This was my 2nd time ever taking a steam (See the journal entry from February 21, 2011, for a more detailed description).
Albertina, George’s mother, invited me to steam with her and her daughter after school today. George recently fixed up his late-father’s old steam house. Taking a steam is one of George’s favorite pass times. I also enjoy taking steams, because it reminds me of the Finnish sauna I enjoy in the northwoods of Minnesota. Two major differences are the temperature and jumping into a lake afterwards.
The Alaska steams are much hotter! The hottest saunas I take in MN are around 220 degrees, while the hottest steams in Alaska are 300 degrees. It was so hot I could feel my teeth burning - I learned my lesson and brought a wet washcloth to cover my mouth for my next steam.
After the steam is over, there is no lake to jump into to cool off. The natives use steams for bathing. You can get really clean by sweating out all the dirt and oils, and scrubbing clean with soap & a bowl of water --- the bathing occurs when you run out of wood or when you can’t take the heat any longer. Ladies and men usually steam separately - and the women are usually not out to prove who is tougher, so we cycle in and out of the cooling room when needed throughout the steaming process. When I was talking about the similarities and differences of steams and saunas, a native lady, who works at the school pointed to a murky pond across the tundra and told me I could take a swim in there . . . Haha, very funny I responded. Besides the water being disgusting, there was no way I was going to go skinny dipping in the daylight, within view of the school!

---

Set down the passage of the account of taking a steam above, word for word, from "The Alaska steams" up to and including "my next steam.".

Stored data entries:
---

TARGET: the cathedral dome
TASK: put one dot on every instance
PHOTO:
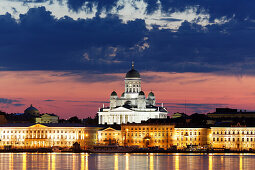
(151, 94)
(133, 73)
(32, 110)
(114, 93)
(141, 93)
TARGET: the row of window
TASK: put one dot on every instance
(143, 134)
(110, 134)
(234, 139)
(148, 129)
(141, 141)
(40, 131)
(29, 143)
(189, 139)
(39, 137)
(233, 132)
(191, 133)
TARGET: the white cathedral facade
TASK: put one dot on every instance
(132, 105)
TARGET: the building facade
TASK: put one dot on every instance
(47, 118)
(233, 138)
(191, 137)
(110, 136)
(132, 105)
(46, 136)
(148, 135)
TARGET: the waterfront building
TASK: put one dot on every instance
(32, 111)
(110, 136)
(233, 138)
(230, 113)
(132, 105)
(185, 137)
(47, 118)
(33, 136)
(146, 135)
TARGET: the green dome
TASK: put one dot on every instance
(114, 93)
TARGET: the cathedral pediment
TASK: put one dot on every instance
(121, 109)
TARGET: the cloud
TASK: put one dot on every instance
(42, 42)
(107, 45)
(12, 102)
(49, 100)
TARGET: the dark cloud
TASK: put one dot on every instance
(7, 102)
(39, 41)
(49, 100)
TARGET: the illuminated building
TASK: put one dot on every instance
(132, 105)
(32, 111)
(110, 136)
(148, 135)
(233, 138)
(47, 118)
(231, 113)
(193, 137)
(46, 135)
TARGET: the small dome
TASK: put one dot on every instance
(114, 93)
(151, 94)
(141, 93)
(31, 110)
(133, 74)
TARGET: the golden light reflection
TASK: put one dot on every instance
(87, 161)
(53, 161)
(127, 161)
(241, 163)
(177, 162)
(151, 162)
(74, 161)
(11, 161)
(24, 161)
(210, 162)
(82, 161)
(116, 159)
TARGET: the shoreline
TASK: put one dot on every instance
(87, 151)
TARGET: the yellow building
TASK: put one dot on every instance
(110, 136)
(191, 137)
(148, 135)
(46, 136)
(233, 138)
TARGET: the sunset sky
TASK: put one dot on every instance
(67, 56)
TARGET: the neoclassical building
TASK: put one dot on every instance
(32, 136)
(132, 106)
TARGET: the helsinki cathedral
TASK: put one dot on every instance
(132, 105)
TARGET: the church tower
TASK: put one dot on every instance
(132, 83)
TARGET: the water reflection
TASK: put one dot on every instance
(127, 161)
(176, 160)
(24, 161)
(116, 162)
(241, 163)
(85, 161)
(151, 161)
(210, 161)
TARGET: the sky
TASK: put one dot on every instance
(67, 56)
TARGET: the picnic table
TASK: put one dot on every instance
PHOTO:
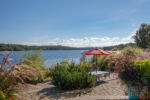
(100, 74)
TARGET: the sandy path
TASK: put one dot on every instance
(108, 89)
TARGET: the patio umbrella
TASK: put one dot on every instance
(96, 52)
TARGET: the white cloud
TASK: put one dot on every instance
(86, 41)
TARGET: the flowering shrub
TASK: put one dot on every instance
(12, 73)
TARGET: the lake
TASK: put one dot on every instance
(56, 56)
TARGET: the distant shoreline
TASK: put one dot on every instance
(19, 47)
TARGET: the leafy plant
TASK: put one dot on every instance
(72, 77)
(142, 37)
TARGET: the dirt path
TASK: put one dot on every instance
(108, 89)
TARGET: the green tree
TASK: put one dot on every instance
(142, 37)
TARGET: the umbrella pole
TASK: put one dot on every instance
(96, 63)
(96, 67)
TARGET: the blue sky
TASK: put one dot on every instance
(76, 23)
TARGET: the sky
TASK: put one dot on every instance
(76, 23)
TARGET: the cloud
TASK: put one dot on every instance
(86, 41)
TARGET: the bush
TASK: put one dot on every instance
(142, 37)
(72, 77)
(10, 75)
(143, 67)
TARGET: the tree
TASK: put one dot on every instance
(142, 36)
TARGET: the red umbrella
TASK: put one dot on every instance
(96, 52)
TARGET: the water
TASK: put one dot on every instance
(55, 56)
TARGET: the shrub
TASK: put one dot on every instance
(72, 77)
(143, 67)
(142, 37)
(10, 74)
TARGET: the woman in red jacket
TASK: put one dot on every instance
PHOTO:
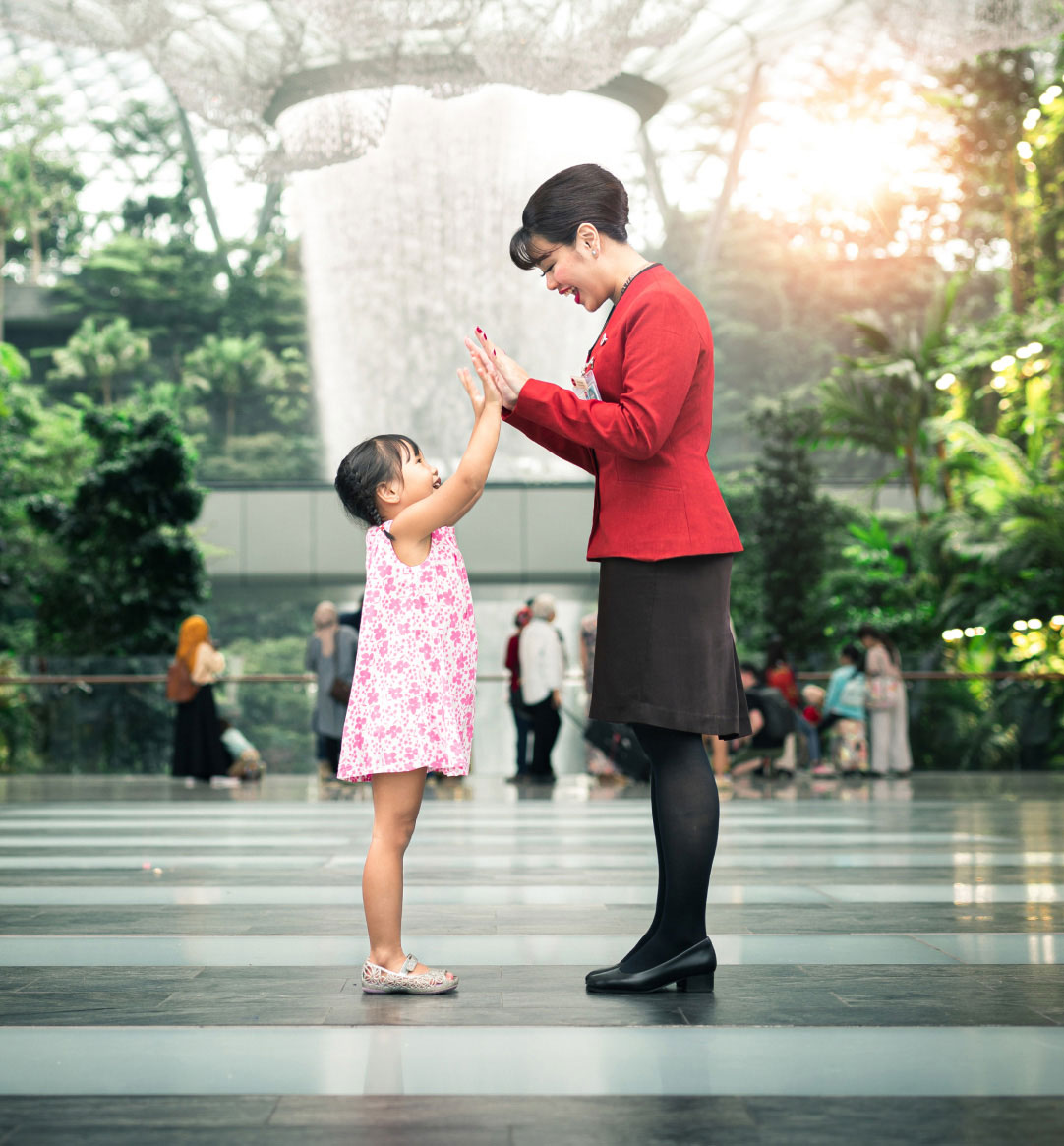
(639, 419)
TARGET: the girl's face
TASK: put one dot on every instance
(574, 271)
(419, 478)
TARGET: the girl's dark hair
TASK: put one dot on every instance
(583, 194)
(374, 462)
(870, 631)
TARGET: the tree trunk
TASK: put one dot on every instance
(2, 259)
(1017, 287)
(36, 258)
(916, 483)
(947, 480)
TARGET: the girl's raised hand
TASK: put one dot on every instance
(477, 397)
(491, 362)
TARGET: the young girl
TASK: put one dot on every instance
(411, 702)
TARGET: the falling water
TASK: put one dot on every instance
(407, 250)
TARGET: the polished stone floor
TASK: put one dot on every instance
(180, 965)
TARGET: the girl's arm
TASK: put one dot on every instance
(412, 528)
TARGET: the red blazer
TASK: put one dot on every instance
(655, 495)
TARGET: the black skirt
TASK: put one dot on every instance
(199, 749)
(665, 652)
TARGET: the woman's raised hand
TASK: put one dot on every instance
(496, 367)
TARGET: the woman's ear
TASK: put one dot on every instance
(388, 492)
(588, 238)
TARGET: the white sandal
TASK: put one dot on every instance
(377, 980)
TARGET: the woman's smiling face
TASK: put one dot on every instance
(572, 271)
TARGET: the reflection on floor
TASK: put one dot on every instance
(890, 967)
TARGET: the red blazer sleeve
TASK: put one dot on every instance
(660, 356)
(562, 447)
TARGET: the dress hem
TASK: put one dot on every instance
(634, 713)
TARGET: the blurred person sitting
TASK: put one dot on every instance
(772, 720)
(199, 750)
(246, 762)
(779, 675)
(330, 655)
(542, 662)
(521, 719)
(844, 713)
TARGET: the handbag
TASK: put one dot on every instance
(180, 686)
(882, 692)
(340, 688)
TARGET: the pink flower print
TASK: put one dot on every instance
(414, 698)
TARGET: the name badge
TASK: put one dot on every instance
(585, 386)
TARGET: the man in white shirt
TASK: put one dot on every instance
(542, 666)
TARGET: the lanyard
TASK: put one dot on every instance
(613, 310)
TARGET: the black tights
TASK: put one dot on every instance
(686, 814)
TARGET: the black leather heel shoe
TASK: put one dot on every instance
(690, 971)
(590, 978)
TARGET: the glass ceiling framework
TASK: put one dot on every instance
(242, 63)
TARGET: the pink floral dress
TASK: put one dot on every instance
(412, 696)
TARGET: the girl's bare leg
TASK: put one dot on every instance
(396, 803)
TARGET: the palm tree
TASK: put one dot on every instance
(101, 355)
(883, 399)
(233, 368)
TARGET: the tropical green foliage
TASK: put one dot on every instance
(130, 570)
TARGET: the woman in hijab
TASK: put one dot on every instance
(199, 750)
(331, 655)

---

▸ WRITTEN RESPONSE
The Alaska steams are much hotter! The hottest saunas I take in MN are around 220 degrees, while the hottest steams in Alaska are 300 degrees. It was so hot I could feel my teeth burning - I learned my lesson and brought a wet washcloth to cover my mouth for my next steam.